Records from a dataset:
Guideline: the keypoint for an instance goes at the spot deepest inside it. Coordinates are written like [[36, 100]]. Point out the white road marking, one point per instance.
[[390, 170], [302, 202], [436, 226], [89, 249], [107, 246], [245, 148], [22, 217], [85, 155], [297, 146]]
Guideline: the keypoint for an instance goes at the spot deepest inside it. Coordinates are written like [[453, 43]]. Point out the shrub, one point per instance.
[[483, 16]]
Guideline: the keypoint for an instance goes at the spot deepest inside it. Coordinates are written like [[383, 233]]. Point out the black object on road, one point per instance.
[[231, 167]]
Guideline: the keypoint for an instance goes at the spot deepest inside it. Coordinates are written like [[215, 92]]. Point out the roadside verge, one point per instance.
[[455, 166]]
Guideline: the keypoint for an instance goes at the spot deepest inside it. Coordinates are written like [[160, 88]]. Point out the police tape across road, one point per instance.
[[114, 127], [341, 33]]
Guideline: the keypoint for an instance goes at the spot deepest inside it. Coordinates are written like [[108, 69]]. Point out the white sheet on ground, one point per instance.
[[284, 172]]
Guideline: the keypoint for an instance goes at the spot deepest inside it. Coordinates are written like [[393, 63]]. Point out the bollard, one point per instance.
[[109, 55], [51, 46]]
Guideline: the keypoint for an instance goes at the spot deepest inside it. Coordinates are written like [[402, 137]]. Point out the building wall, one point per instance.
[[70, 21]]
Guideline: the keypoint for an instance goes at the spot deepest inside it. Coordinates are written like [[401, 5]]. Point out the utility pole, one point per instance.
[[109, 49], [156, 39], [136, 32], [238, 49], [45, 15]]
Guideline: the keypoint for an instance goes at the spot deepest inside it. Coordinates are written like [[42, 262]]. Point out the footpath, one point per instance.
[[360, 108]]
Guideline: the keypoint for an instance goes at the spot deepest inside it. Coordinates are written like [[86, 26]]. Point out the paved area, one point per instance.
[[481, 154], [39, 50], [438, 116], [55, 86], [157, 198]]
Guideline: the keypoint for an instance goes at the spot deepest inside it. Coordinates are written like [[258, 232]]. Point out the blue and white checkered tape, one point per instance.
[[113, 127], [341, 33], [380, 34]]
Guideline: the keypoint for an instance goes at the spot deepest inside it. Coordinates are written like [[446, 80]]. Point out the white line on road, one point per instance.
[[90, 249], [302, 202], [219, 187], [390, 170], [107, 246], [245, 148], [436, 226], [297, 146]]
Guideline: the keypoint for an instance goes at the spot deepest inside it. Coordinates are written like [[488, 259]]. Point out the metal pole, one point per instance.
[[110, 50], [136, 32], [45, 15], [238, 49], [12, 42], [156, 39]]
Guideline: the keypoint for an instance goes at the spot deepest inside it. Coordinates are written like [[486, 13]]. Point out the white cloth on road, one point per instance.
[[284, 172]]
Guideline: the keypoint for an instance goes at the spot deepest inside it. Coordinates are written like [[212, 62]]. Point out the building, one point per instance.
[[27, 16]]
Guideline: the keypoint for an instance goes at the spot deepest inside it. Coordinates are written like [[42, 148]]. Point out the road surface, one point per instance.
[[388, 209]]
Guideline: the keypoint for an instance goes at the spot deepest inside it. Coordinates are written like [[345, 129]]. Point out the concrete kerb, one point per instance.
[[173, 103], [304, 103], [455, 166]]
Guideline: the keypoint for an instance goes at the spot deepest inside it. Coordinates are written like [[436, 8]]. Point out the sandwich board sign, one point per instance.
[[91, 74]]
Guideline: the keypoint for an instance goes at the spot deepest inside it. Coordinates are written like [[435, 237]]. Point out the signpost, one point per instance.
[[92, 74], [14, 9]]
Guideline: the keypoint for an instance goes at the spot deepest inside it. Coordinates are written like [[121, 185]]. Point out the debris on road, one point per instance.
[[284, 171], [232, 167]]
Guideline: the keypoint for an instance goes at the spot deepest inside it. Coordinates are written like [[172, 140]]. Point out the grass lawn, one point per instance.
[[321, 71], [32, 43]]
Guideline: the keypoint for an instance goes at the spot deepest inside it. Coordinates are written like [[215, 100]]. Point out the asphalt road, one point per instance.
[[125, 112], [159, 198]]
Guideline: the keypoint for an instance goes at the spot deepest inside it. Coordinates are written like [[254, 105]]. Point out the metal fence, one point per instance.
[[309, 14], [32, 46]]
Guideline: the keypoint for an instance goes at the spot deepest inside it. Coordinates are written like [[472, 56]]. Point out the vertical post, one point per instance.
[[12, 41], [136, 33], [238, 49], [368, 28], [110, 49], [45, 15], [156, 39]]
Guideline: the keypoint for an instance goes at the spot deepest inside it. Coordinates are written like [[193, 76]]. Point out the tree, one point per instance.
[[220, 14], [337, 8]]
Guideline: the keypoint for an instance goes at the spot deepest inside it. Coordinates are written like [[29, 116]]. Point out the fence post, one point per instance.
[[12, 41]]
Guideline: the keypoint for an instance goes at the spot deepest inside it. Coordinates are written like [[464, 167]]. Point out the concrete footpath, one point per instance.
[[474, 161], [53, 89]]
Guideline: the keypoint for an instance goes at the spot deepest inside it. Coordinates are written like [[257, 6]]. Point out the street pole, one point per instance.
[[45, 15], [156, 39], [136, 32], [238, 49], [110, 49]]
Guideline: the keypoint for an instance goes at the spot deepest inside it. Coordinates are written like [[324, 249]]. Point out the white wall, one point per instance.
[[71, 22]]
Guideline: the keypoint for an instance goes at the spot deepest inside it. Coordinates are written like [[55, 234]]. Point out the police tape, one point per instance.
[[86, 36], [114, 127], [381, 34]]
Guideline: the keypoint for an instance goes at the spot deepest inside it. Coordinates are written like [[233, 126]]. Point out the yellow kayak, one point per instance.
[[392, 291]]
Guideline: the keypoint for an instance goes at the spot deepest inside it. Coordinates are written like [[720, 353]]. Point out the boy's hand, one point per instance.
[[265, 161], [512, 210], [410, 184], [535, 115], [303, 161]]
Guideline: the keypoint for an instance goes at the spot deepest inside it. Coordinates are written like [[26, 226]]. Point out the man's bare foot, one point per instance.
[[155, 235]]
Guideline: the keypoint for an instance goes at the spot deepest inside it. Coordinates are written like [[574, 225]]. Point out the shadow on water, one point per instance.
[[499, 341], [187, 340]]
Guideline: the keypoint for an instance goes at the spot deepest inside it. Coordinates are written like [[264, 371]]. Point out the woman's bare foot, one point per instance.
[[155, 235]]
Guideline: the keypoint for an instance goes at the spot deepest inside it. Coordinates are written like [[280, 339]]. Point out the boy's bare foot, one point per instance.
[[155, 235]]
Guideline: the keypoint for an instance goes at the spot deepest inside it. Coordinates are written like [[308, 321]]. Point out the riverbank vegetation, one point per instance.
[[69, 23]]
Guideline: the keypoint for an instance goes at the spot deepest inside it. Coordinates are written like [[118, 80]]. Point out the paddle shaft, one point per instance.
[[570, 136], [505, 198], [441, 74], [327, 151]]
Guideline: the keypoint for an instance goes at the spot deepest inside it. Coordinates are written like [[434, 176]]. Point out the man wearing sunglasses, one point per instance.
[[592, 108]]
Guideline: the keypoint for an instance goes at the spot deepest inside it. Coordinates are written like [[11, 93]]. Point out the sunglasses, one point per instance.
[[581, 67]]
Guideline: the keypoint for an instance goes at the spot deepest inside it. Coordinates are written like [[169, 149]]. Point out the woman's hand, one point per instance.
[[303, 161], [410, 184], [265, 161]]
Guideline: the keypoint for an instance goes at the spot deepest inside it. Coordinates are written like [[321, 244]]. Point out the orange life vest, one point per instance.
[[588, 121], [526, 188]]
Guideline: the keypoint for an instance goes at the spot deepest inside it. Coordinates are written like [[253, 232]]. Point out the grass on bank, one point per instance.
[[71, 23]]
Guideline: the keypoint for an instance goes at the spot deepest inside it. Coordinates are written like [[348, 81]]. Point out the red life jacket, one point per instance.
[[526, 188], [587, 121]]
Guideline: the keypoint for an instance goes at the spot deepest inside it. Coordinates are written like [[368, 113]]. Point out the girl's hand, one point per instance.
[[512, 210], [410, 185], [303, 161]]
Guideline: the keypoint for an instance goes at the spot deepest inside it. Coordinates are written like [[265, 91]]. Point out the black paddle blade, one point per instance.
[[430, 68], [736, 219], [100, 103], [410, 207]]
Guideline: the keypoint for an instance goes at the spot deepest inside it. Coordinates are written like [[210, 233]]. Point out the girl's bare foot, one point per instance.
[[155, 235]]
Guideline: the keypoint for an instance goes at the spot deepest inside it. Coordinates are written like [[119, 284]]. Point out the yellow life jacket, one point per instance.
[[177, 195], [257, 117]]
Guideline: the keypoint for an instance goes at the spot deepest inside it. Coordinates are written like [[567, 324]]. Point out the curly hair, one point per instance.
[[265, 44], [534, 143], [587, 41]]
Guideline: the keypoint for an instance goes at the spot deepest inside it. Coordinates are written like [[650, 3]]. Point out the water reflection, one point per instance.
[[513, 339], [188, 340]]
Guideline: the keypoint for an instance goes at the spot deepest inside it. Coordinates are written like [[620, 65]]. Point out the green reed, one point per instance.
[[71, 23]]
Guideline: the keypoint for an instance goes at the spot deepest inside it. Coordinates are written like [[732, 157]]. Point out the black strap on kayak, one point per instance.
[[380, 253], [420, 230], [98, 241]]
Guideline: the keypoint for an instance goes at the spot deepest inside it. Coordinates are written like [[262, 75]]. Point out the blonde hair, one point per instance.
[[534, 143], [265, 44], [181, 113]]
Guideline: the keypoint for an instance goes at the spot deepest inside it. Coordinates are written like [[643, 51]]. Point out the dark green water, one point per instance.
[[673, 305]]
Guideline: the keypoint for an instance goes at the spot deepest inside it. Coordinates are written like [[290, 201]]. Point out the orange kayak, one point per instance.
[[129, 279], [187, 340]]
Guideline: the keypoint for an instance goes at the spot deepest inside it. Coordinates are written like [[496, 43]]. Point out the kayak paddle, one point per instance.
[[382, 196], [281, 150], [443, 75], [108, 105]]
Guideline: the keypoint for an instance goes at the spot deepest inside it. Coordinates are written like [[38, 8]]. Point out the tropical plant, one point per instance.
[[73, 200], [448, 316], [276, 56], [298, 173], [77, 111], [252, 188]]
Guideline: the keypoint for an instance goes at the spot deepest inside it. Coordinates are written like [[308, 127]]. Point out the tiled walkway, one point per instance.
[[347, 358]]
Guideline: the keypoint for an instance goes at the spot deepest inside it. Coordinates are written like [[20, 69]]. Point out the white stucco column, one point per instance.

§ WHAT IS ASKED
Copy out only the lines in the entries, word for word, starting at the line that contains "on kayak, one point per instance." and stopping after the line that contains "[[534, 143], [265, 44], [181, 113]]".

§ EXERCISE RESPONSE
Guideline: the keypoint for an instance goes at the spot deepest inside it. Coordinates are written like [[732, 157]]. Point out the black strap on kayak, one point per instance.
[[380, 253], [420, 230], [98, 241]]
Guideline: the keypoint for an instance goes at the spot deepest inside it. Coordinates are written like [[262, 75]]. Point out the blonde hair, one point per instance.
[[534, 143], [265, 44], [181, 113]]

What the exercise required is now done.